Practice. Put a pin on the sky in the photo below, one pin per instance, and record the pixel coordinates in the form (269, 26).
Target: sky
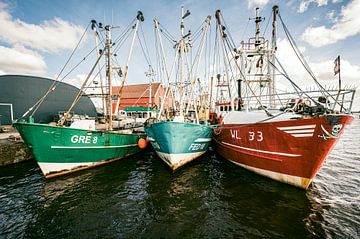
(38, 36)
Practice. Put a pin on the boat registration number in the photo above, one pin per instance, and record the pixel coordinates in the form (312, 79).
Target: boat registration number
(195, 146)
(76, 139)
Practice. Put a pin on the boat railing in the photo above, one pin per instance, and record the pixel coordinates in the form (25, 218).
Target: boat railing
(344, 104)
(251, 44)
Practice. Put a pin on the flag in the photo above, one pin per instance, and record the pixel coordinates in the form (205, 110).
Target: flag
(337, 65)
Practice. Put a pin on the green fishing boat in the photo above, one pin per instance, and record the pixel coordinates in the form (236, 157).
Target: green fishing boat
(185, 134)
(61, 149)
(178, 143)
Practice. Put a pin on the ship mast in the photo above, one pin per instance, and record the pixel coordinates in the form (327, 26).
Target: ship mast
(272, 58)
(108, 74)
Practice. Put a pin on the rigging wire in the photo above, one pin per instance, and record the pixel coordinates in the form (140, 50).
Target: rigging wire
(55, 82)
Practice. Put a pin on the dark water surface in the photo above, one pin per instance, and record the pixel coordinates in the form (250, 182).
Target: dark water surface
(139, 197)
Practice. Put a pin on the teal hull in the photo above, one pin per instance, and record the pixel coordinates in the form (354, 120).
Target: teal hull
(60, 150)
(178, 143)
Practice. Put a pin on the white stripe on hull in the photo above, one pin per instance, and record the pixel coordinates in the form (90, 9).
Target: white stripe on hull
(285, 178)
(262, 151)
(93, 147)
(202, 140)
(302, 135)
(300, 131)
(47, 168)
(177, 160)
(311, 126)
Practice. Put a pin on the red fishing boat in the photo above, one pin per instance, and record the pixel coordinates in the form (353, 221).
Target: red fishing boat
(288, 143)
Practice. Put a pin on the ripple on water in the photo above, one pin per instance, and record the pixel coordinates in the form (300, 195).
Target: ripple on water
(140, 197)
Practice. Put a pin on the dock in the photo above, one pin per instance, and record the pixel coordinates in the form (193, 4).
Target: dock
(12, 147)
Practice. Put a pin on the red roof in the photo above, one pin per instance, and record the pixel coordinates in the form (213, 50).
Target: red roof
(136, 91)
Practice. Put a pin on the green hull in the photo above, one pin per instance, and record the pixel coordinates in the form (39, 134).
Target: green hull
(60, 150)
(177, 143)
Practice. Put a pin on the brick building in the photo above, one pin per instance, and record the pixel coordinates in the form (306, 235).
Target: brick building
(139, 95)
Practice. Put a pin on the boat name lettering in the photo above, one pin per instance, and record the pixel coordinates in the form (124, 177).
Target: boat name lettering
(235, 134)
(258, 135)
(83, 139)
(197, 146)
(155, 145)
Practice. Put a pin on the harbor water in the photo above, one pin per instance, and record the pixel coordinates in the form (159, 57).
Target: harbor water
(139, 197)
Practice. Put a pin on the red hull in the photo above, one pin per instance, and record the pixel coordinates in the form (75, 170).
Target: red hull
(290, 151)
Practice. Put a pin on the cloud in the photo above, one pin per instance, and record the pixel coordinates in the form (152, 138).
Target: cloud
(50, 36)
(257, 3)
(347, 26)
(331, 16)
(323, 70)
(304, 5)
(19, 60)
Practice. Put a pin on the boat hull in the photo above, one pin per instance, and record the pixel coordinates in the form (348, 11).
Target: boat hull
(61, 150)
(178, 143)
(291, 151)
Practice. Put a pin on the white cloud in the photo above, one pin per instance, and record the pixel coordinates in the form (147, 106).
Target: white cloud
(304, 5)
(331, 16)
(257, 3)
(19, 60)
(50, 35)
(347, 26)
(323, 70)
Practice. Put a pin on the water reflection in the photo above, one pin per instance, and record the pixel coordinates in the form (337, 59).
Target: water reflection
(140, 197)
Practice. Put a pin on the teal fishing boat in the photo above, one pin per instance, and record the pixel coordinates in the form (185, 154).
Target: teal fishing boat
(181, 134)
(61, 149)
(178, 143)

============================================================

» **Assignment**:
Retype all of the listing above exactly, but keep its pictures out.

» **Answer to the exercise**:
Practice. Put a pin on the sky in the photo below, one pin per instance, and record the pixel coordinates in the form (269, 26).
Target: sky
(38, 36)
Practice. Put a pin on the boat registration number in the photo above, one pin per instance, and record the pixel coordinates in the form (312, 79).
Target: boat registration number
(195, 146)
(76, 139)
Practice. Put a pin on the boat railing in the photo above, one pin per instance, and record the pixel coordinates in the form (25, 218).
Target: boat railing
(344, 104)
(251, 44)
Practice. Put a pin on the flag in the photo above, one pin per instance, and record the pixel coordinates in the form (205, 110).
Target: flag
(337, 65)
Practice. Put a pin on the green fishing boat in the photo above, one pin per instance, and record the pixel coordinates in the form (236, 157).
Target: green fishing boat
(185, 134)
(61, 149)
(178, 143)
Practice. Put a pin on the ship mast in the photo above, one pin per instance, and record the pixel coordinates in the form (327, 26).
Target: ship mast
(272, 58)
(108, 74)
Practice. Put a pin on the rigging wire in the photo above, one pin per instance, and record the pixel coordinates in the form (140, 50).
Target: rigging wire
(55, 82)
Practice. Put a pin on the dark water surface in the photo above, one pin per instance, and record the pixel coordinates in the form (250, 182).
Target: dark water surface
(139, 197)
Practice. Put a pin on the teal hull in the photo above, one pin per instance, and record the pixel coordinates in the form (354, 120).
Target: teal hull
(60, 150)
(178, 143)
Practice. Put a pin on the white stripe on hull in the photo above, one pin per instance, and record the pixel coordinates in the form (90, 9).
Target: white stripe on hull
(285, 178)
(262, 151)
(93, 147)
(202, 140)
(302, 135)
(300, 131)
(47, 168)
(177, 160)
(311, 126)
Practice. Put a pin on the red fishing boat in the photo above, one pin per instance, and record the pixel coordinates in the form (353, 221).
Target: red fishing boat
(288, 143)
Practice. Put a pin on the ripple on water in the photo above, one pin per instance, and record the pixel coordinates in the form (300, 195).
Target: ripple on water
(140, 197)
Practice. Put a pin on the dock in the photo above, one pin per instance, and record the pixel coordinates in the form (193, 4).
Target: dock
(12, 147)
Practice. Put a pin on the red roof in the photo above, one pin per instance, and record the pixel coordinates in the form (213, 50).
Target: red roof
(136, 91)
Practice. Put a pin on the green hull in the photo above, one pin per instance, and record the pixel coordinates in the form (39, 134).
Target: green hull
(60, 150)
(177, 143)
Practice. Put a pin on the brick building in the photo above, one pin per instance, and record the pixel coordinates in the form (306, 235).
Target: brick building
(139, 95)
Practice. Put a pin on the boat name lettering in the photo above, one pin per instance, and record the pixel coordinates in the form (124, 177).
Target: boat name lettering
(235, 134)
(258, 135)
(83, 139)
(197, 146)
(155, 145)
Practice. Put a pin on the harbor water in the photo above, one pin per instance, and record the pixel coordinates in the form (159, 57).
Target: harbor water
(139, 197)
Practice. Put a pin on the red hull in the photo above, one pin per instance, and record the pixel coordinates in the form (75, 170).
Target: red hull
(290, 151)
Practice. Put a pin on the cloud in the photo above, one pin per instance, and record the pixel coordinates in the form (152, 138).
Target: cloud
(50, 36)
(257, 3)
(347, 26)
(331, 16)
(323, 70)
(304, 5)
(19, 60)
Practice. Put a pin on the boat hull in the photo above, one pin per instance, and record the pixel coordinates in the form (348, 11).
Target: boat hull
(61, 150)
(178, 143)
(291, 151)
Practice. Put a pin on the white cloud in the photo above, one pin per instance, and record the pixel coordinates in the form (147, 106).
Target: white cloud
(304, 5)
(331, 16)
(257, 3)
(19, 60)
(50, 35)
(347, 26)
(323, 70)
Practice. Put a pin on the water reflection in the photo above, one pin per instance, and record the pixel coordinates in the form (337, 59).
Target: water reflection
(140, 197)
Practice. Put a pin on the teal fishing boat in the photo above, one pin per instance, and record the pixel coordinates in the form (185, 154).
Target: teal fishing boat
(181, 134)
(61, 149)
(178, 143)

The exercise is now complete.